_Zadanie A_: Jaki rejestr wprowadza ustawa opisana w tekście o zawodzie fizjoterapeuty?
_Zadanie B_: Streść tekst o zawodzie fizjoterapeuty w dwóch zdaniach.
_Zadanie C_: Dopisz dalszą część tekstu o zawodzie fizjoterapeuty, zaczynając od miejsca po jego ostatnim zdaniu.

_Fragment strony_:
######

„Naczelnym celem regulacji jest zabezpieczenie właściwej jakości udzielanych świadczeń zdrowotnych poprzez uregulowanie kwalifikacji niezbędnych do wykonywania zawodu fizjoterapii” – wskazano w zamieszczonym we wtorek na stronie Kancelarii Prezydenta komunikacie.

Obecnie działalność gospodarczą polegającą na świadczeniu usług fizjoterapeutycznych może założyć każdy. Dokumenty potwierdzające wykształcenie i kwalifikacje w zakresie fizjoterapii są wymagane jedynie przy podpisywaniu kontraktu z NFZ.

Ustawa stanowi, iż zawód fizjoterapeuty jest samodzielnym zawodem medycznym. Określa szczegółowo wymagania, jakie musi spełniać osoba, która ma prawo wykonywać ten zawód oraz wprowadza Krajowy Rejestr Fizjoterapeutów.

W myśl ustawy, wykonywanie zawodu fizjoterapeuty polega m.in. na diagnostyce funkcjonalnej pacjenta; kwalifikowaniu, planowaniu i prowadzeniu fizykoterapii oraz kinezyterapii, a także na dobieraniu do potrzeb pacjenta wyrobów medycznych. Regulacja przewiduje, że fizjoterapeuta ma prawo wglądu do dokumentacji medycznej pacjenta i do uzyskania od podmiotu udzielającego świadczeń zdrowotnych informacji o jego stanie zdrowia.

Ustawa wprowadza regulacje, zgodnie z którymi osoby które po 1 października 2017 r. rozpoczną studia w zakresie fizjoterapii będą obowiązane do odbycia 6-miesięcznej praktyki po ukończeniu studiów oraz do złożenia Państwowego Egzaminu Fizjoterapeutycznego, by zostać wpisane do Rejestru Fizjoterapeutów.

Ustawa reguluje powstanie samorządu fizjoterapeutów - do jego zadań należeć będzie m.in. sprawowanie pieczy nad należytym wykonywaniem zawodu i reprezentowanie fizjoterapeutów.

######

[Zapisane wpisy danych]
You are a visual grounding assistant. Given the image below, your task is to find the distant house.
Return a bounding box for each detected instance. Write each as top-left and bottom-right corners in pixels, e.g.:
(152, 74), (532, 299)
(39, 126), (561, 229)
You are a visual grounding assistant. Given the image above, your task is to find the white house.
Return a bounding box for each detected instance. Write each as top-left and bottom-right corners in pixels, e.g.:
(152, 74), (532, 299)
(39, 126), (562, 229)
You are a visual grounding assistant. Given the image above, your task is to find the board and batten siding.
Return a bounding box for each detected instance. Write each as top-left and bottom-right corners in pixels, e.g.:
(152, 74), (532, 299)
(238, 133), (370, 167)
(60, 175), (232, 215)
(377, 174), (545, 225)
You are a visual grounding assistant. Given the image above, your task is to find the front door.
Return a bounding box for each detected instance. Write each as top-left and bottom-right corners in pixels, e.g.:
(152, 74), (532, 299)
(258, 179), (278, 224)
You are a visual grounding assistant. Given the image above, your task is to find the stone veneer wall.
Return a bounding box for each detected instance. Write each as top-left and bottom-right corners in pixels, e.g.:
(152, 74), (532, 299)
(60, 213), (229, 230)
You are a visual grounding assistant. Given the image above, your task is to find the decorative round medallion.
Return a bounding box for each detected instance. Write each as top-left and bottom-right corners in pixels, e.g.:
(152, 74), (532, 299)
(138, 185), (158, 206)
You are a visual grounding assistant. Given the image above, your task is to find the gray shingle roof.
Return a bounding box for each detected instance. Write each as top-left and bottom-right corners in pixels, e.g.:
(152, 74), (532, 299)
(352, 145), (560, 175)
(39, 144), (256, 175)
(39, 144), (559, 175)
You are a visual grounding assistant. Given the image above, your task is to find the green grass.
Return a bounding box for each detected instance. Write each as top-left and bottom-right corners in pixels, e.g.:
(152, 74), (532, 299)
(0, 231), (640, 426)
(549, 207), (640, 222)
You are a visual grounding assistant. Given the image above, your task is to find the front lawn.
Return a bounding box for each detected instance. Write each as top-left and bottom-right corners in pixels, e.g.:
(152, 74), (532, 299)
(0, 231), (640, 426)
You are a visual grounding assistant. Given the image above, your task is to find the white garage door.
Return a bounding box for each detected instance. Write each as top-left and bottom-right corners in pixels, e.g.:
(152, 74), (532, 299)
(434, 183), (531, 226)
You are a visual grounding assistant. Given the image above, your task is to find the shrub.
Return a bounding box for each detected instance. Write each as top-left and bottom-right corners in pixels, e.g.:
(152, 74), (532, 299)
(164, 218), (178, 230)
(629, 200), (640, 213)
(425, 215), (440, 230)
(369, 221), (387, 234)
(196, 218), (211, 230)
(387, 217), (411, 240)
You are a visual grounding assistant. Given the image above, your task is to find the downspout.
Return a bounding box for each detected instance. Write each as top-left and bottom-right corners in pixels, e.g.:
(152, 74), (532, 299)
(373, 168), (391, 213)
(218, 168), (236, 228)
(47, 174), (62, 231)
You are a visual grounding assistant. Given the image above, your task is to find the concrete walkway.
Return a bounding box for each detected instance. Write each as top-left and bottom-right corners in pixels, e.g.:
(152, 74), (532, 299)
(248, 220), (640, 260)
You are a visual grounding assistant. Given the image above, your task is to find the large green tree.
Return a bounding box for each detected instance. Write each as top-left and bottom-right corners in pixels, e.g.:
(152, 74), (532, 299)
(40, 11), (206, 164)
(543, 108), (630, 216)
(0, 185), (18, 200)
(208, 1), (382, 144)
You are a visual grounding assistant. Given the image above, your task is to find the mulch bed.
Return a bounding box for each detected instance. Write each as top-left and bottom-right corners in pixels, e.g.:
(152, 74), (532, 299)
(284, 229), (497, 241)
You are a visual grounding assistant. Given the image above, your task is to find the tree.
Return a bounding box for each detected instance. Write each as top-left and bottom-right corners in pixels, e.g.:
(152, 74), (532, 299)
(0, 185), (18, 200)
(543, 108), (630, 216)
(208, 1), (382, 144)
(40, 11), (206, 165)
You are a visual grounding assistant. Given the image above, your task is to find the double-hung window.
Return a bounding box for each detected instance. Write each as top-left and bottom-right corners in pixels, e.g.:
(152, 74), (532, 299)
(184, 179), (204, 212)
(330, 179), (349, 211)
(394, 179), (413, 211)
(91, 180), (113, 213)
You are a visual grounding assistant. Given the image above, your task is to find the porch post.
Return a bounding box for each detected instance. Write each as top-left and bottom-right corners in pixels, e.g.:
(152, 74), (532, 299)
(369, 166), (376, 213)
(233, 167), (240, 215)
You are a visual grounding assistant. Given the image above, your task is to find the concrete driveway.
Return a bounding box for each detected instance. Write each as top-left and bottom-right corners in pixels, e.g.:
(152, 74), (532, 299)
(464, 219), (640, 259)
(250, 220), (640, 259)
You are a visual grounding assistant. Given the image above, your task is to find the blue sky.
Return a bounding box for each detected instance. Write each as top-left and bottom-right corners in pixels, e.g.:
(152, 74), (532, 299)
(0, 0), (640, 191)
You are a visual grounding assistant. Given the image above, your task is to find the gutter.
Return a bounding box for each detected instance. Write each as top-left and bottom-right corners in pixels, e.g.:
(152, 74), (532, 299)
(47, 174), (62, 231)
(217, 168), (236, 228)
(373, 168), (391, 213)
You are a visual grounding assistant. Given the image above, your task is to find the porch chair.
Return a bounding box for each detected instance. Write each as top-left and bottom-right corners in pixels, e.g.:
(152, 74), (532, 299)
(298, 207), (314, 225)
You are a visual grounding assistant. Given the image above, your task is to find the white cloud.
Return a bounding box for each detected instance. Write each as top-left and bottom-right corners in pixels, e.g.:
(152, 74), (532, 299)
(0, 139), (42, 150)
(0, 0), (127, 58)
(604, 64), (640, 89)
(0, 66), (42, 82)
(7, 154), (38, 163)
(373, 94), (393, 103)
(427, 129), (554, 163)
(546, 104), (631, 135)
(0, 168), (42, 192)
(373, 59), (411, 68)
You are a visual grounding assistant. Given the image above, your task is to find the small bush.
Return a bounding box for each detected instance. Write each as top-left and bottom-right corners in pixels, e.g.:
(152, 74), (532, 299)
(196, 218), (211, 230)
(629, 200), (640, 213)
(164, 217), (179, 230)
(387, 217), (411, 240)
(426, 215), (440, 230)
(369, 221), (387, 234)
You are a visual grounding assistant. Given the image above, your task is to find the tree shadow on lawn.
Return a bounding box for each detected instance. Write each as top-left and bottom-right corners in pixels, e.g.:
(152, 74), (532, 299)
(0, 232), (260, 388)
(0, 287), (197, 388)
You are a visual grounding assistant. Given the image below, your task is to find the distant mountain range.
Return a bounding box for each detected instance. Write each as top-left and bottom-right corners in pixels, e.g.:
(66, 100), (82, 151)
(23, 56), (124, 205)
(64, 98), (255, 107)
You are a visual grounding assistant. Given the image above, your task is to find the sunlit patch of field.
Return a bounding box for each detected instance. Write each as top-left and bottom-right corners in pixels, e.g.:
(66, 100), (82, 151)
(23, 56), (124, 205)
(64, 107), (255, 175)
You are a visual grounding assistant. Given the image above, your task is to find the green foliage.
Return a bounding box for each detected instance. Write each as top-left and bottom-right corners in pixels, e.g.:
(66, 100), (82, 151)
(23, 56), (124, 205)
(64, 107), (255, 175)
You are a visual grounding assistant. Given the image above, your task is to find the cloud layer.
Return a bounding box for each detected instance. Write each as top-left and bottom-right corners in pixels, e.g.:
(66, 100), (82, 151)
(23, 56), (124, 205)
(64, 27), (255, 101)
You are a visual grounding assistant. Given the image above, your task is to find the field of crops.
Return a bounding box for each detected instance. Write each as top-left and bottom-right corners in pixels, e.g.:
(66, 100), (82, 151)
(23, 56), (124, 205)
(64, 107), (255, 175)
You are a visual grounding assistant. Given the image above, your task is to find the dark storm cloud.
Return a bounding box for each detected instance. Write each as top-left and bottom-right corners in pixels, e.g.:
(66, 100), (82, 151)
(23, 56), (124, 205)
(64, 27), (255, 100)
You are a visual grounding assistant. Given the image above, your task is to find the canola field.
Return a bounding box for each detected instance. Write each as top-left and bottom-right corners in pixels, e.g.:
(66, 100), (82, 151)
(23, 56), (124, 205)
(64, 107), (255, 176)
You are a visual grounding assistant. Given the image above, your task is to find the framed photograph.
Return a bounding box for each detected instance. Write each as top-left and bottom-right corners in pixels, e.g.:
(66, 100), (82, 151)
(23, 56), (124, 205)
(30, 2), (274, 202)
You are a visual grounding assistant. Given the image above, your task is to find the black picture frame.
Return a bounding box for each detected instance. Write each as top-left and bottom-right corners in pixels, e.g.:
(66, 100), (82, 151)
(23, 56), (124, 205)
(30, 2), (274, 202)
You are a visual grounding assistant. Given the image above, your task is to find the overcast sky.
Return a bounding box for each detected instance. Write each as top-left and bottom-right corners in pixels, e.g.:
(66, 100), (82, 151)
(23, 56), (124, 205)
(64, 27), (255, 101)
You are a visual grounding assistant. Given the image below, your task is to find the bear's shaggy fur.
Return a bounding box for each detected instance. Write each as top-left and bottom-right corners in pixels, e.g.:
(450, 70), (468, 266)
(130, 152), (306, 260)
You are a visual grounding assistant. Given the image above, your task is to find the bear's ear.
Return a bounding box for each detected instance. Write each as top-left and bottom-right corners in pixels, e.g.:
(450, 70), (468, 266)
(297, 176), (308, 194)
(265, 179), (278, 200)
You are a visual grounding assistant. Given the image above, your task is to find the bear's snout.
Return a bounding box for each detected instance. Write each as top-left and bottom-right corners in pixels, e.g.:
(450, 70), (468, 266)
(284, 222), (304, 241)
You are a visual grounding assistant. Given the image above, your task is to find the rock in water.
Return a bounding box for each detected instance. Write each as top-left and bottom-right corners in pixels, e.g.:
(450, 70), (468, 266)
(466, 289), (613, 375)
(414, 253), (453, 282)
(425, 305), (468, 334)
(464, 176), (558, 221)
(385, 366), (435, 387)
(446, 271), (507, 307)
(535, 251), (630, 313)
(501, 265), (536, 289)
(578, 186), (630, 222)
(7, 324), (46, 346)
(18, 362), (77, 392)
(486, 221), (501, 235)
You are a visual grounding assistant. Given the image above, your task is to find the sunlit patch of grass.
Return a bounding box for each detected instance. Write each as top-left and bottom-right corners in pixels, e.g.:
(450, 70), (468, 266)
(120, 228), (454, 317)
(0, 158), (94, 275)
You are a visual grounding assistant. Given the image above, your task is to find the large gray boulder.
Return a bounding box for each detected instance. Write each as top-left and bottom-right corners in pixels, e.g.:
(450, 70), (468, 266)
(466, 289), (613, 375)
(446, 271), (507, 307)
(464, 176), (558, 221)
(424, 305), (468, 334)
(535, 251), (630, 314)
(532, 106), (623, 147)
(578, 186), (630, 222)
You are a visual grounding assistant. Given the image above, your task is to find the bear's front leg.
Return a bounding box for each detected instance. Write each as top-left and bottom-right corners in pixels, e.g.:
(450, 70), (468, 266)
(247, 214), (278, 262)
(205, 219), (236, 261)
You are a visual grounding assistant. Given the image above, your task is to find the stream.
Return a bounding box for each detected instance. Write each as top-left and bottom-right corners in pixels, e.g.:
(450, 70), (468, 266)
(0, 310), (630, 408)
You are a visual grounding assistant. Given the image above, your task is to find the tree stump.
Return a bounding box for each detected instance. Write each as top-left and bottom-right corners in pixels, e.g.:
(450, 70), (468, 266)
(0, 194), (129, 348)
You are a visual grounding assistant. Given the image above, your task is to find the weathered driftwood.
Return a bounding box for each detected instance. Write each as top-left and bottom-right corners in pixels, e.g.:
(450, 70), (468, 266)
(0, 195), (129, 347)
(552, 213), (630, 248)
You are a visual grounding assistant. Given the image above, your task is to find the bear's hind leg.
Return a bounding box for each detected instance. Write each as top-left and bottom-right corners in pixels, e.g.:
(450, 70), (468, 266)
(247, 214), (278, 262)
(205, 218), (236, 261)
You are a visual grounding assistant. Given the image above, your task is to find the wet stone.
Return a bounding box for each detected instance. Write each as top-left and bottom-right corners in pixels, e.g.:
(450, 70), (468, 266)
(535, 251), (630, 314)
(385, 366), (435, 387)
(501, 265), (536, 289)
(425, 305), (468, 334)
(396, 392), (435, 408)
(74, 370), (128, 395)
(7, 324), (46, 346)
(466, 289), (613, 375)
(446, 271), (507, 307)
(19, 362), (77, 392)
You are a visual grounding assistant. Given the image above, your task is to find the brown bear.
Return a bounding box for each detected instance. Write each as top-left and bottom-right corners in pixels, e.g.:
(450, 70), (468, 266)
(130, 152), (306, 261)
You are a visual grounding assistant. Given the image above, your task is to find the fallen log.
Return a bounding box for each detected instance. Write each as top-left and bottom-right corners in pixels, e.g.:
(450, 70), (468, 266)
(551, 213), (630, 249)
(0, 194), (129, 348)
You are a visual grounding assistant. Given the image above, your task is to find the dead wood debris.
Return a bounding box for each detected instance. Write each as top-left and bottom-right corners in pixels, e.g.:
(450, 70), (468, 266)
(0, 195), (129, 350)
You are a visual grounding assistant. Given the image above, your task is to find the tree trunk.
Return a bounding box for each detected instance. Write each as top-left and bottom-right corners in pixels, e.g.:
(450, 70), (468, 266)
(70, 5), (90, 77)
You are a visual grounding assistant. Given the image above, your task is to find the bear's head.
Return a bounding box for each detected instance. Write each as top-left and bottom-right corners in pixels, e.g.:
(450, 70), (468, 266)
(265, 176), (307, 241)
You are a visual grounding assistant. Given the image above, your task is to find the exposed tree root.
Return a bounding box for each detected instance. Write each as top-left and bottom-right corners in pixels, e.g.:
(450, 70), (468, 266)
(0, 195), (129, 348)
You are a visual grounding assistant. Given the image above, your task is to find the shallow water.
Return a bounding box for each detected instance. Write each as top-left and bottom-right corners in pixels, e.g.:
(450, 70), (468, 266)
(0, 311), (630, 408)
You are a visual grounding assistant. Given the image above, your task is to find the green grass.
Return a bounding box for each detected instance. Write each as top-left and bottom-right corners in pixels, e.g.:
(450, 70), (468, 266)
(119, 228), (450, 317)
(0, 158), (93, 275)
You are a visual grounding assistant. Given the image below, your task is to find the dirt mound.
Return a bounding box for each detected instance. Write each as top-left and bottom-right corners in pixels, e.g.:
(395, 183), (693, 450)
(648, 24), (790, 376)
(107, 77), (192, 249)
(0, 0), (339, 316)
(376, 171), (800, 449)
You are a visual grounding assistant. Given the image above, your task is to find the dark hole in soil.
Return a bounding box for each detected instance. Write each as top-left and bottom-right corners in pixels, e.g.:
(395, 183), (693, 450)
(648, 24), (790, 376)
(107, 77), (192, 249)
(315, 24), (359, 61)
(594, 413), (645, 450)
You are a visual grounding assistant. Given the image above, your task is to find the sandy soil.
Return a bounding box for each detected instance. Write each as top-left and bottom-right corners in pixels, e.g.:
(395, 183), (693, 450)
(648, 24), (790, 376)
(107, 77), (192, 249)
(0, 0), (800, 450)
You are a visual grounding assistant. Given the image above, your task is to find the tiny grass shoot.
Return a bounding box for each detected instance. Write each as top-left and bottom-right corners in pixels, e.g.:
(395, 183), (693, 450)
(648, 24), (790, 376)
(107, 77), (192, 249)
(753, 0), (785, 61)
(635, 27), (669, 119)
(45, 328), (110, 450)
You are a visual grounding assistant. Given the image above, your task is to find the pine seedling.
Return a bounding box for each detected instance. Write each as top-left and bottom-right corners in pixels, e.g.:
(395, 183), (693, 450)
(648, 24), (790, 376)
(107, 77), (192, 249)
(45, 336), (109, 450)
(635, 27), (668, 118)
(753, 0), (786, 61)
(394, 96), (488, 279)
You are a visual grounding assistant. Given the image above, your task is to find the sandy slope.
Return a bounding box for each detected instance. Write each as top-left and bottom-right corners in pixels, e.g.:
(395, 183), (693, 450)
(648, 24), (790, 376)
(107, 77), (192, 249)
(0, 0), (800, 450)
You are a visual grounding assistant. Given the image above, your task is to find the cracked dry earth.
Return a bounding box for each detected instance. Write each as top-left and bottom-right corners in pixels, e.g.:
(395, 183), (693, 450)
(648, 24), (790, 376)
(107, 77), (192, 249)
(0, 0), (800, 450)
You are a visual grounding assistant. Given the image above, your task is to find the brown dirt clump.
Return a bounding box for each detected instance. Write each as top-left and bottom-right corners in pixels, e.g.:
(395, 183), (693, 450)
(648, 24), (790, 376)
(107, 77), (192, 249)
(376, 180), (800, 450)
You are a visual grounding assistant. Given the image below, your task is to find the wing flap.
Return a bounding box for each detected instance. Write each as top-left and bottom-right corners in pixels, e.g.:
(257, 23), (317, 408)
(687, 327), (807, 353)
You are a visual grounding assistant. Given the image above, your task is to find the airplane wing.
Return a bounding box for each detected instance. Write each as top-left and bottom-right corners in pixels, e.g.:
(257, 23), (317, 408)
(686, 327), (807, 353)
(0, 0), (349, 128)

######

_Miejsce na odpowiedź A_: Krajowy Rejestr Fizjoterapeutów.

_Miejsce na odpowiedź B_: Ustawa uznaje zawód fizjoterapeuty za samodzielny zawód medyczny, określa wymagania wobec osób, które mogą go wykonywać, i wprowadza Krajowy Rejestr Fizjoterapeutów. Osoby rozpoczynające studia z fizjoterapii po 1 października 2017 r. będą musiały odbyć 6-miesięczną praktykę i zdać Państwowy Egzamin Fizjoterapeutyczny, a ustawa reguluje także powstanie samorządu fizjoterapeutów.

_Miejsce na odpowiedź C_:
Ustawa wzbudzała kontrowersje na etapie prac legislacyjnych. O jej niepodpisywanie apelował w ostatnim czasie do prezydenta Ogólnopolski Związek Zawodowy Lekarzy; zaś o podpisanie Stowarzyszenie Fizjoterapia Polska. Związek przekonywał, że nadanie fizjoterapeutom uprawnienia kwalifikacji do leczniczych zabiegów fizjoterapii i ich stosowania, bez chociażby wstępnej diagnostyki lekarskiej, może zagrażać zdrowiu, a w skrajnych przypadkach życiu pacjentów. Stowarzyszenie twierdziło, że brak ustawy doprowadził do zapaści w systemie usług rehabilitacji w Polsce. Podnosiło m.in., że obecnie ok. 1700 lekarzy ze specjalnością rehabilitacji medycznej zajmuje się zlecaniem zabiegów w ponad 5 tys. podmiotów leczniczych.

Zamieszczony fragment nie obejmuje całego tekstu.